> **DATA LISTING**:
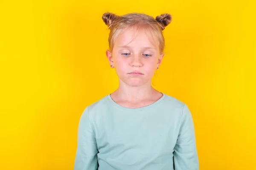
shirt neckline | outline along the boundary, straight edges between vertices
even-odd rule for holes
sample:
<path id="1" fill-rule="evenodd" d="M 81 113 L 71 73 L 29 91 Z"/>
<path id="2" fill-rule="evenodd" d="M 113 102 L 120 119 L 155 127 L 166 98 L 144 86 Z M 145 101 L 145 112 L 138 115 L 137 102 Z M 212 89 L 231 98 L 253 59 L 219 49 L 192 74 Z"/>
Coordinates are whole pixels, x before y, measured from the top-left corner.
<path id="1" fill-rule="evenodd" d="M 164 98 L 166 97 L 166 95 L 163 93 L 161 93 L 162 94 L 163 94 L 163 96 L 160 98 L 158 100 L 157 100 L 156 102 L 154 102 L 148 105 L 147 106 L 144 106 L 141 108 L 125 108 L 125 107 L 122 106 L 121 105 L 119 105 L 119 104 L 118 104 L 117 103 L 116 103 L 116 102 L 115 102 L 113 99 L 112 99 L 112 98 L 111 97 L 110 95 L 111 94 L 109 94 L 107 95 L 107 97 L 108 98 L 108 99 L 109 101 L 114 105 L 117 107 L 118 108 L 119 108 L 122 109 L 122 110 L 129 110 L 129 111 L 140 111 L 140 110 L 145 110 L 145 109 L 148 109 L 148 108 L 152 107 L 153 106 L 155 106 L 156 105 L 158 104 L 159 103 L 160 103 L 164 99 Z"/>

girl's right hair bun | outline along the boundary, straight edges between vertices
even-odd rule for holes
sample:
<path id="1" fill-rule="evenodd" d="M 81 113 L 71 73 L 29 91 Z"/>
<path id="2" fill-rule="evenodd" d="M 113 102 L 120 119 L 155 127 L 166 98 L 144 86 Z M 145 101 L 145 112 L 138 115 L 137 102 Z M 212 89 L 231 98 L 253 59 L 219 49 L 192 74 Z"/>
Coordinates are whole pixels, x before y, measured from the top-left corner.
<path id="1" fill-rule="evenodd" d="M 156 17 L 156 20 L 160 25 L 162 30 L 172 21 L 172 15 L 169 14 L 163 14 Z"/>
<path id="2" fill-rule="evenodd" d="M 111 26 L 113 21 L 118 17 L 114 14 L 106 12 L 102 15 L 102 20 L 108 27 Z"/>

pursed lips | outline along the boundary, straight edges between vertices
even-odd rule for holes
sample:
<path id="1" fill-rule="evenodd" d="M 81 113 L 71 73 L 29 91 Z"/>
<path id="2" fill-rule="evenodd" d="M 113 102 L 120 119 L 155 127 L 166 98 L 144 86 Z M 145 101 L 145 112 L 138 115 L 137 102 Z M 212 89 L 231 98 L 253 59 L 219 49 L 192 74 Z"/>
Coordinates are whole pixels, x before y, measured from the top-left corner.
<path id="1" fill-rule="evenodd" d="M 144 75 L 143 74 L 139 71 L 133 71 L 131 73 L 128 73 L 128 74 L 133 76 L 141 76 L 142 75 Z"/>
---
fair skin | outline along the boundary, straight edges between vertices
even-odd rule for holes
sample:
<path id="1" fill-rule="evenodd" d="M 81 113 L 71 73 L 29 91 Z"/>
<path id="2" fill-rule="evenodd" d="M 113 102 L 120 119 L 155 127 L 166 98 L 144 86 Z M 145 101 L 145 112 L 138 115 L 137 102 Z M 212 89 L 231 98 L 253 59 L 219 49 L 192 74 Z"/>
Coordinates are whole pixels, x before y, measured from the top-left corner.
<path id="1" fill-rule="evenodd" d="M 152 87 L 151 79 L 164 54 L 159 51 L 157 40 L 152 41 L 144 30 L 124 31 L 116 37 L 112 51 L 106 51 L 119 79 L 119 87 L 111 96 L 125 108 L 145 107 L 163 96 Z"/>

> **TASK DESCRIPTION**: Format the lines above as a numbered list, beginning at the line that has "fair skin |" and stopping after the line that has "152 87 L 151". Skip any blank lines.

> **EXERCISE RESULT**:
1. fair skin | outline along the boundary, straight edges between vertices
2. even-odd rule for holes
3. sample:
4. <path id="1" fill-rule="evenodd" d="M 81 113 L 71 73 L 29 91 Z"/>
5. <path id="2" fill-rule="evenodd" d="M 113 102 L 120 119 L 155 127 L 166 98 L 144 86 Z M 145 101 L 145 112 L 138 115 L 137 102 Z M 212 89 L 231 98 L 253 59 L 219 49 L 192 74 Z"/>
6. Coordinates are whole pixels, x before y, measured from the top-left corner.
7. <path id="1" fill-rule="evenodd" d="M 152 87 L 151 79 L 164 54 L 159 51 L 157 40 L 152 41 L 144 30 L 124 31 L 116 37 L 112 51 L 106 51 L 119 79 L 119 87 L 111 96 L 125 108 L 145 107 L 163 96 Z"/>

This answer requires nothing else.